Work order: Rewrite the comments on oxygenated water from "They can however" to "course patented it?", replacing "shelf life" with "storage life".

Excerpt to read:
==================================================
I think “oxygenated” water is different from the oxygenated water in aquaria. I think it’s special expensive “oxygenated” water for use only in small expensive bottles.
M-T, don’t do it! Spend your money on books or chocolates or cashmere socks instead.
You mean, my fish could’ve been making money on the side by bottling their water in small expensive bottles? And I never saw a penny of it. Ungrateful little wretches!
Finally, there is a campaign launched against this sort of scam. Now we need one launched against the “cosmeceutical” (cosmetic pharmaceutical) products. Open up any page of any women’s magazine and chances are there’ll be bogus “scientific” claims about some exorbitantly-priced face cream or shampoo.
No doubt he did feel better. Any diet that makes you eat lots of fresh vegetables, drink plenty of water, and lay off the Doritos (or their hippie equivalent) is probably a diet that’ll make the average person feel better.
Especially after the holidays. I don’t know about you guys, but I’ve about had it with heavy, fatty foods for a while. But instead of “detox”, I’m going on what I think of as the Chicken Diet. It’s simple: before eating something, I think to myself, “Would I feed this to my chickens?” And if the answer is “no”, I think twice about eating it. That’s cheap and probably at least as “detoxifying” as any detox product on the market.
While most of you are right that the “oxygenated water” in the “alternative = snake oil” business is pure hogwash (hopefully pure, that is), there is a special variey of oxygen and oxygen-containing molecules that have properties making a difference, -in the real world.
Photochemical and a number of physiological reactions may strip a single electron from oxygen, -or more often i water: an -OH molecule, yielding singlet oxygen and hydoxyl radicals, respectively.
These entities are EXTREMEKY reactive.
Our cells have a dedicated enzyme system (Superoxide dismutase) to quenche the deletrious effects of these and similar molecules whenever they appear.
They can however be put to use as desinfectans when produced _in situ_
But the point WRT to the snake oil peddles is the extreme short life-span (a consequence of their reactivity.)
Even if they took the trouble of starting off with “singlet”-oxygenated water, the radicals disintegrates in a matter of milliseconds after their creation. Consequently the shelf life for any product once having contained some of these is correspondingly low.
Thus endeth the lesson :-)
Cassanders
In Cod we trust
Cam, I bet there’s gold in ‘the Chicken diet.’ You have looked into the marketing possiblities, I trust? And you have of course patented it?
I really should, shouldn’t I? Except that to work, every diet book should come with three chicks for the reader to hand-raise, and that’d be cruel to the chicks. I don’t think it quite works unless there are specific critters you feel a bit protective of. On the other hand, that bit about working isn’t really salient in the patent-detox world, is it?
I used to joke about the Chakra Diet, in which you’d eat only foods whose colors corresponded with the chakras you wanted to invoke. If you stayed away from food coloring, it’d probably be reasonably healthful, actually, while at the same time being self-evidently goofy.
==================================================
Entries supplied:
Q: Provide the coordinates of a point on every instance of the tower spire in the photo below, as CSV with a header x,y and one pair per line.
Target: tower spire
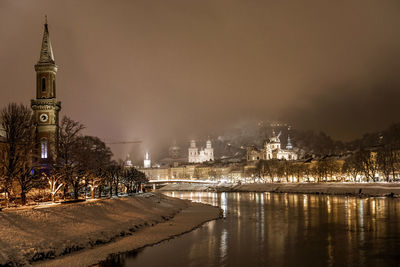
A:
x,y
46,51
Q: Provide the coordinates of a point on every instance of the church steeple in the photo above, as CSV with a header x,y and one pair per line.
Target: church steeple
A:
x,y
46,107
46,52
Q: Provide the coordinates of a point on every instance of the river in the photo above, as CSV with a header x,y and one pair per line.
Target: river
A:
x,y
269,229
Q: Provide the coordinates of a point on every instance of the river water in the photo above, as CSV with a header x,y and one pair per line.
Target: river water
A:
x,y
268,229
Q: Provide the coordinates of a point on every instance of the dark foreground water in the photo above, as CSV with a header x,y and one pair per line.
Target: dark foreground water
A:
x,y
264,229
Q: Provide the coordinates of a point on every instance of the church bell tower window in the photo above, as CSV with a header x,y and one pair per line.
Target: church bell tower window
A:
x,y
43,84
43,148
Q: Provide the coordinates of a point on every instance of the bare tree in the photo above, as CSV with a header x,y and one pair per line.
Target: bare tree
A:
x,y
18,124
69,133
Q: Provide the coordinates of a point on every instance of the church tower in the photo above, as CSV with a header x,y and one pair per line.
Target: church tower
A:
x,y
45,106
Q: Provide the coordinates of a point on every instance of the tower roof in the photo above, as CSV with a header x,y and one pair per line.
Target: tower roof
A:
x,y
46,52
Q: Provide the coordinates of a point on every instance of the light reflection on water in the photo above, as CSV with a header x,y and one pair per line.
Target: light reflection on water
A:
x,y
282,229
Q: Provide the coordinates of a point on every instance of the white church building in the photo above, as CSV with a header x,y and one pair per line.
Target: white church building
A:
x,y
272,150
197,155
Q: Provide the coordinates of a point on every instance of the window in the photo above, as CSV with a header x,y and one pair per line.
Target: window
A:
x,y
43,149
43,84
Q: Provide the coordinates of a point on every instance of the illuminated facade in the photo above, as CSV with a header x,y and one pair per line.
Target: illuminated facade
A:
x,y
198,156
272,150
147,161
46,107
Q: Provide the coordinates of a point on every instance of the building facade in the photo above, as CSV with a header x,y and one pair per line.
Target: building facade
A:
x,y
146,161
45,107
196,155
272,150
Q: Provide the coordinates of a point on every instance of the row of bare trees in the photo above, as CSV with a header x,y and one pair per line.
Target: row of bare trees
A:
x,y
372,165
79,162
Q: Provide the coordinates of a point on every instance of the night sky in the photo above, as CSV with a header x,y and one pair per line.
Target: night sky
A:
x,y
162,70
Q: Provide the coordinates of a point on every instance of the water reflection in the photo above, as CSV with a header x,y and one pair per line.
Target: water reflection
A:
x,y
283,229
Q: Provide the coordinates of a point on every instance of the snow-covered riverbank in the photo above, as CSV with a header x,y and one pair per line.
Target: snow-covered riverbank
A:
x,y
356,189
30,235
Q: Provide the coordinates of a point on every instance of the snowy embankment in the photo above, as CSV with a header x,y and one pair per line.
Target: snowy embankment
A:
x,y
354,189
30,235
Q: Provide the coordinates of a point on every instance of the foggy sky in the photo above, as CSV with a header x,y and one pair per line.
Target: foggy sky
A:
x,y
162,70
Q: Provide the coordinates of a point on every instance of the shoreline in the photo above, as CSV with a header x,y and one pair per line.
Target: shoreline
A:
x,y
346,189
199,214
87,233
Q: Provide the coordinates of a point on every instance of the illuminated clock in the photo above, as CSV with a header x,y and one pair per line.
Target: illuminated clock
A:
x,y
43,117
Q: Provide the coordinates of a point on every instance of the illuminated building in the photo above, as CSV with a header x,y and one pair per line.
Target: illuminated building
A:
x,y
46,107
202,155
147,161
272,150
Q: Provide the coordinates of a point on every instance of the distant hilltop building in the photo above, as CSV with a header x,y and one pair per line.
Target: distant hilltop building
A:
x,y
147,161
174,151
272,150
202,155
128,161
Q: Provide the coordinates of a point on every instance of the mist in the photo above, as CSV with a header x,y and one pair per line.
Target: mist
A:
x,y
159,71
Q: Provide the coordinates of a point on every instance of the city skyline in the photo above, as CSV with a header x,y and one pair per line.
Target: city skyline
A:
x,y
134,72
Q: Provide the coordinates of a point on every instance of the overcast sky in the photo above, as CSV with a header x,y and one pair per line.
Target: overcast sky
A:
x,y
163,70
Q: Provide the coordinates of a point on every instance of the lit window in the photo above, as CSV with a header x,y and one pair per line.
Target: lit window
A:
x,y
43,85
43,148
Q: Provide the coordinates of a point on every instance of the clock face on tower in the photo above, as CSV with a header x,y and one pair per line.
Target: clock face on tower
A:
x,y
43,117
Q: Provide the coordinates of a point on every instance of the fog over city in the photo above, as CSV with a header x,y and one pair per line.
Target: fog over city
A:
x,y
159,71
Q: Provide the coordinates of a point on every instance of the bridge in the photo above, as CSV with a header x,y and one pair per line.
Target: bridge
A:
x,y
157,183
171,181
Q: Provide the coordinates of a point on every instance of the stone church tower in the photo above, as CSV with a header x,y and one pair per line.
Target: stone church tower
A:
x,y
45,106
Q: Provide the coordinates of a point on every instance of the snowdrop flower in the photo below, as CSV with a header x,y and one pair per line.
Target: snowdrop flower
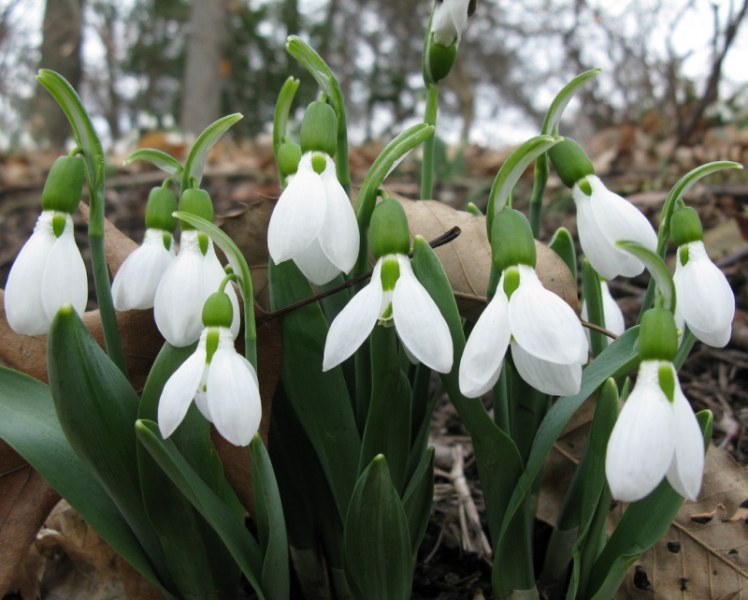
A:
x,y
135,283
222,383
704,298
393,297
547,341
603,218
450,20
656,434
313,222
611,313
189,279
49,271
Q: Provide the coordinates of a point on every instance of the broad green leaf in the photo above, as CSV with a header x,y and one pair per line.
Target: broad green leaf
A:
x,y
643,523
282,110
387,429
319,400
387,160
619,357
227,524
271,524
28,422
97,409
197,558
164,161
192,173
512,169
379,562
562,99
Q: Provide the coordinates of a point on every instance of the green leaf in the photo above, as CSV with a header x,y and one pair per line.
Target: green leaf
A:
x,y
158,158
241,269
643,523
229,526
271,525
512,169
387,429
28,423
377,539
562,99
195,163
319,400
619,357
657,268
388,159
97,409
282,110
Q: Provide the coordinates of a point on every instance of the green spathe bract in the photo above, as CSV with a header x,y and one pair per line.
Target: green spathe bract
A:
x,y
62,190
389,232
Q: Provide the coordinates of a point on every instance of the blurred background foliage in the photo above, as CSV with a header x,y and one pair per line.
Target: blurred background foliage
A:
==================================================
Result for this task:
They can however be put to use as desinfectans when produced _in situ_
But the point WRT to the snake oil peddles is the extreme short life-span (a consequence of their reactivity.)
Even if they took the trouble of starting off with “singlet”-oxygenated water, the radicals disintegrates in a matter of milliseconds after their creation. Consequently the storage life for any product once having contained some of these is correspondingly low.
Thus endeth the lesson :-)
Cassanders
In Cod we trust
Cam, I bet there’s gold in ‘the Chicken diet.’ You have looked into the marketing possiblities, I trust? And you have of course patented it?